WHAT TO WORK ON —
**1.** Please write out the part of the apheresis passage between "Apheresis techniques that" and "Table 29.1 ).", inclusive.
**2.** Answer these questions from the apheresis passage.
(a) What does leukapheresis remove?
(b) What end points does TPE for patients with idiopathic TTP usually include?
(c) What may the therapeutic end point be for paraprotein-associated coagulation factor inhibitors?

GIVEN TEXT —
::::
Apheresis techniques that reduce circulating pathologic cells, rather than solute, include plateletpheresis (also known as thrombocytapheresis), leukapheresis, and erythrocytapheresis, which remove platelets, white blood cells, and red cells, respectively. Red cell exchange refers to the combination of erythrocyte removal, either by automated erythrocytapheresis or by manual phlebotomy, followed by infusion of donor red blood cells (which may be part of the return fluid during apheresis). Centrifugation instruments use specific kits that are designed to efficiently separate and remove the desired cell types, based on their relative specific gravities and separation properties (see Table 29.1 ).
The therapeutic goals and end points for any apheresis procedure should be considered before commencing a course of treatment. For example, the end points for TPE of patients with idiopathic TTP usually include normalization of platelet count and significant decrease in lactate dehydrogenase (LDH). For paraprotein-associated coagulation factor inhibitors, the therapeutic end point may be a decrease or resolution of clinical bleeding. For many clinical indications, apheresis is an adjunctive therapy combined with several other interventions, such as corticosteroids, chemotherapy, and/or immunosuppressive agents. In these cases the determination of clinical response specifically attributable to the apheresis component may be difficult. In some instances, therapeutic apheresis serves as a bridge until definitive medical therapy can take effect. In other cases a specified number of apheresis procedures is established when the patient begins therapy, often because the pathologic solute cannot be directly identified, quantified, and/or prospectively monitored.
::::
DATASET —
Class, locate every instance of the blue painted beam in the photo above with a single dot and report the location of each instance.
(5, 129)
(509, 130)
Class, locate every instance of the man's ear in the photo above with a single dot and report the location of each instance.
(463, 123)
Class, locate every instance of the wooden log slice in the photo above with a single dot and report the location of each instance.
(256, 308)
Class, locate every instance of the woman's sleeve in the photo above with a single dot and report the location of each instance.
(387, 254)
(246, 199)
::::
LIST OF SOLUTIONS —
**1.**
Apheresis techniques that reduce circulating pathologic cells, rather than solute, include plateletpheresis (also known as thrombocytapheresis), leukapheresis, and erythrocytapheresis, which remove platelets, white blood cells, and red cells, respectively. Red cell exchange refers to the combination of erythrocyte removal, either by automated erythrocytapheresis or by manual phlebotomy, followed by infusion of donor red blood cells (which may be part of the return fluid during apheresis). Centrifugation instruments use specific kits that are designed to efficiently separate and remove the desired cell types, based on their relative specific gravities and separation properties (see Table 29.1 ).

**2.**
(a) White blood cells.
(b) Normalization of platelet count and a significant decrease in lactate dehydrogenase (LDH).
(c) A decrease or resolution of clinical bleeding.